[CHALLENGE]: Output as a Markdown table the part of the records that opens with the line containing "Could you please identify the orange" and runs through the last line, both ends included. Use the columns Row and Line, give each line a row number, and leave out blank lines.

[Stored dataset items]

--*--

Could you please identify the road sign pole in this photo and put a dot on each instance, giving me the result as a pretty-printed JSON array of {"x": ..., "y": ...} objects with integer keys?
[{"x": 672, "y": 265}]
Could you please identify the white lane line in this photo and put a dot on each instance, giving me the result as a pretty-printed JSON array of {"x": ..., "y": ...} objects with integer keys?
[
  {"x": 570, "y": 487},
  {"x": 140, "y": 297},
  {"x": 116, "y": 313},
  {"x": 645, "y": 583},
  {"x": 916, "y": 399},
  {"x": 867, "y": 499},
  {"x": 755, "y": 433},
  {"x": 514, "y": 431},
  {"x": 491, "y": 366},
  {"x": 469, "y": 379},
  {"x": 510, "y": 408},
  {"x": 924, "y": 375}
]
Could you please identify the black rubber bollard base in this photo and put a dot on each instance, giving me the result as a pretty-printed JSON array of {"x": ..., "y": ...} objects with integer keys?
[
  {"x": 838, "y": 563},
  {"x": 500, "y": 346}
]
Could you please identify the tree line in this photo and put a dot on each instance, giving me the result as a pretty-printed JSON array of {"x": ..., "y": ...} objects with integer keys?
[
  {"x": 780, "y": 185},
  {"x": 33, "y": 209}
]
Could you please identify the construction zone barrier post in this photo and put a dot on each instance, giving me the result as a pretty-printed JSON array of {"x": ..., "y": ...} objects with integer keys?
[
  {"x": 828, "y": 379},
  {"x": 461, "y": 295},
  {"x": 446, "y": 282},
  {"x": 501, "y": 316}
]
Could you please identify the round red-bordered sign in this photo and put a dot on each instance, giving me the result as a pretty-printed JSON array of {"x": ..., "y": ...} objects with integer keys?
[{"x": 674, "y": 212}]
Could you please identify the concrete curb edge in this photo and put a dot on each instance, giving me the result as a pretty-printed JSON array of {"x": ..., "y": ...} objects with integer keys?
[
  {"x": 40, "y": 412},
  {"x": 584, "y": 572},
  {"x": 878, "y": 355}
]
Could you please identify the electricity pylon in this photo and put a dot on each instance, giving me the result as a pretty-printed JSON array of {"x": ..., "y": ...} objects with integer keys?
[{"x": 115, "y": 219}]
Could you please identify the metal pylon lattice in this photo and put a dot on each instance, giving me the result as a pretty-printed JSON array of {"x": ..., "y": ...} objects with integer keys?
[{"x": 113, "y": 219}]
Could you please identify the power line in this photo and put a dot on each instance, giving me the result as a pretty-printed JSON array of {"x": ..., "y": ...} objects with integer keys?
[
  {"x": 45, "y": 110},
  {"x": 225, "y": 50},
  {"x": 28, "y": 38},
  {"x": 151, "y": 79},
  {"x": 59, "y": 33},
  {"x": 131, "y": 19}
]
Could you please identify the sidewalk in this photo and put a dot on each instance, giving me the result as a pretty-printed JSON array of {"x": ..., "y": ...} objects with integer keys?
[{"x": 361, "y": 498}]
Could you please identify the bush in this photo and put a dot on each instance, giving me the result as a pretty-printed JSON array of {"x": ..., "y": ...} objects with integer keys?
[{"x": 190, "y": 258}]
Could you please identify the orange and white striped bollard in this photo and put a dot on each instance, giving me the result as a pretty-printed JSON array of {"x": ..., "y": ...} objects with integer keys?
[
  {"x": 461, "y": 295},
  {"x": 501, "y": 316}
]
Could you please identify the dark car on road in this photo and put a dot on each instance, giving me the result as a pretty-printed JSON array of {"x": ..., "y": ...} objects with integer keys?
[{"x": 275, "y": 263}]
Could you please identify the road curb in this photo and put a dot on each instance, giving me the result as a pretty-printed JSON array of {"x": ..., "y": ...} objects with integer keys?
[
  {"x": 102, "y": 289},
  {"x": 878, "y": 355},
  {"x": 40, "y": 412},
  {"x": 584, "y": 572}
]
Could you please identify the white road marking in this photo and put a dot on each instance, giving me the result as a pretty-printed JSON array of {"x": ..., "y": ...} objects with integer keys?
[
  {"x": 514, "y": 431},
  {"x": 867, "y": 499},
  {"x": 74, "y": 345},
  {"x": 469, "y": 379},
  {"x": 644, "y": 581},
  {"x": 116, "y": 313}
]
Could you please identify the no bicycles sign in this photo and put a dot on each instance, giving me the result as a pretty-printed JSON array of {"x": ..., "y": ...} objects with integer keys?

--*--

[WRITTEN RESPONSE]:
| Row | Line |
|---|---|
| 1 | Could you please identify the orange and white striped bollard in this photo and put a dot on each instance, giving me the result as a pretty-printed JSON array of {"x": ..., "y": ...} objects with integer keys? |
| 2 | [ |
| 3 |   {"x": 461, "y": 295}, |
| 4 |   {"x": 501, "y": 316} |
| 5 | ] |
| 6 | Could you please identify the dark car on road in this photo and put a dot on each instance, giving me the result as a pretty-printed JSON array of {"x": ..., "y": ...} objects with integer keys? |
| 7 | [{"x": 275, "y": 263}] |
| 8 | Could you please identify the road curb in this photo and put a dot on each instance, giving me the result as a pretty-printed JSON array of {"x": ..., "y": ...} objects with integer keys? |
| 9 | [ |
| 10 |   {"x": 102, "y": 289}, |
| 11 |   {"x": 878, "y": 355}, |
| 12 |   {"x": 40, "y": 412}, |
| 13 |   {"x": 584, "y": 572} |
| 14 | ] |
| 15 | Could you please identify the white road marking in this photo and put a dot on each instance, giving me the result as a pretty-printed JSON array of {"x": ..., "y": ...} objects with integer keys? |
| 16 | [ |
| 17 |   {"x": 514, "y": 431}, |
| 18 |   {"x": 867, "y": 499}, |
| 19 |   {"x": 74, "y": 345}, |
| 20 |   {"x": 469, "y": 379}, |
| 21 |   {"x": 644, "y": 581}, |
| 22 |   {"x": 116, "y": 313} |
| 23 | ] |
| 24 | Could you please identify the no bicycles sign in this photo and put a dot on each instance, giving me the result as a pretty-printed JSON array of {"x": ..., "y": ...} objects with integer keys? |